Text block →
Fortunately for us all, Nicholas Merrill refused to comply, and decided to fight the gag order in court. Eleven years later, his efforts have paid off, and we finally know just how awful these NSLs really are.

From ArsTechnica:

The National Security Letter (NSL) is a potent surveillance tool that allows the government to acquire a wide swath of private information—all without a warrant. Federal investigators issue tens of thousands of them each year to banks, ISPs, car dealers, insurance companies, doctors, and you name it. The letters don’t need a judge’s signature and come with a gag to the recipient, forbidding the disclosure of the NSL to the public or the target.

This is not what a free nation with appropriate due process looks like.

For the first time, as part of a First Amendment lawsuit, a federal judge ordered the release of what the FBI was seeking from a small ISP as part of an NSL. Among other things, the FBI was demanding a target’s complete Web browsing history, IP addresses of everyone a person has corresponded with, and records of all online purchases, according to a court document unveiled Monday. All that’s required is an agent’s signature denoting that the information is relevant to an investigation.

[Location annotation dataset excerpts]
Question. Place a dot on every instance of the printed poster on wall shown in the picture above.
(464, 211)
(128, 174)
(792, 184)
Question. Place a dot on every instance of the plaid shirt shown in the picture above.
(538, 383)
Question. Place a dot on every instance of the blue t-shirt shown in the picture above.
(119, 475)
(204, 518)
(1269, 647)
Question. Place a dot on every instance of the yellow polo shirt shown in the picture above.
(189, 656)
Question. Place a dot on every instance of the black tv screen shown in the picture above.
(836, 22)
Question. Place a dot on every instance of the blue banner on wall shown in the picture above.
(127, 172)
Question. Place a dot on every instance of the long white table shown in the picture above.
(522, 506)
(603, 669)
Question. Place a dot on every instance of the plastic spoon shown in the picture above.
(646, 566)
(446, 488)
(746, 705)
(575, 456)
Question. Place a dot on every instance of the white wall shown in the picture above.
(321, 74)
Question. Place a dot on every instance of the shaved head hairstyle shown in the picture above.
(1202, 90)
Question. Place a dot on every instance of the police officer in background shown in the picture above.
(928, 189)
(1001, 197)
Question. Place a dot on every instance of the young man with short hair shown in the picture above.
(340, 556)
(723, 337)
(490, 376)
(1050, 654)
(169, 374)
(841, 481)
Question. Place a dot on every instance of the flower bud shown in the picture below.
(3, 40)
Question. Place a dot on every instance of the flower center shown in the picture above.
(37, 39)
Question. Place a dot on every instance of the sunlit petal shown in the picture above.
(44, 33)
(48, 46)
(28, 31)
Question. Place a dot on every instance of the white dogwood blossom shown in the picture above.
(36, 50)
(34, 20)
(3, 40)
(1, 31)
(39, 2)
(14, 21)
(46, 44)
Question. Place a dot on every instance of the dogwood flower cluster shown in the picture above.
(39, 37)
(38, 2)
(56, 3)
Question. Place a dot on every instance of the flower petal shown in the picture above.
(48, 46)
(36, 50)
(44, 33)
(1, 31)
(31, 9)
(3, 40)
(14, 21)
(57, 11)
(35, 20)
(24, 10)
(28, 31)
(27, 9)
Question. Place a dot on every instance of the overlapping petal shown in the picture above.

Set exercise A →
Answer these questions about the passage on National Security Letters:
(i) Who refused to comply and chose to fight the gag order in court?
(ii) Whose signature do the letters not need?
(iii) What is the only thing required for the FBI's demand?
Set exercise B → Transcribe the records from the line containing "Question. Place a dot on every instance of the shaved" through the end of the records, both ends included.

Full output A →
(i) Nicholas Merrill
(ii) A judge's signature
(iii) An agent's signature denoting that the information is relevant to an investigation

Full output B →
Question. Place a dot on every instance of the shaved head hairstyle shown in the picture above.
(1202, 90)
Question. Place a dot on every instance of the police officer in background shown in the picture above.
(928, 189)
(1001, 197)
Question. Place a dot on every instance of the young man with short hair shown in the picture above.
(340, 556)
(723, 337)
(490, 376)
(1050, 654)
(169, 374)
(841, 481)
Question. Place a dot on every instance of the flower bud shown in the picture below.
(3, 40)
Question. Place a dot on every instance of the flower center shown in the picture above.
(37, 39)
Question. Place a dot on every instance of the sunlit petal shown in the picture above.
(44, 33)
(48, 46)
(28, 31)
Question. Place a dot on every instance of the white dogwood blossom shown in the picture above.
(36, 50)
(34, 20)
(3, 40)
(1, 31)
(39, 2)
(14, 21)
(46, 44)
Question. Place a dot on every instance of the dogwood flower cluster shown in the picture above.
(39, 37)
(38, 2)
(56, 3)
Question. Place a dot on every instance of the flower petal shown in the picture above.
(48, 46)
(36, 50)
(44, 33)
(1, 31)
(31, 9)
(3, 40)
(14, 21)
(57, 11)
(35, 20)
(24, 10)
(28, 31)
(27, 9)
Question. Place a dot on every instance of the overlapping petal shown in the picture above.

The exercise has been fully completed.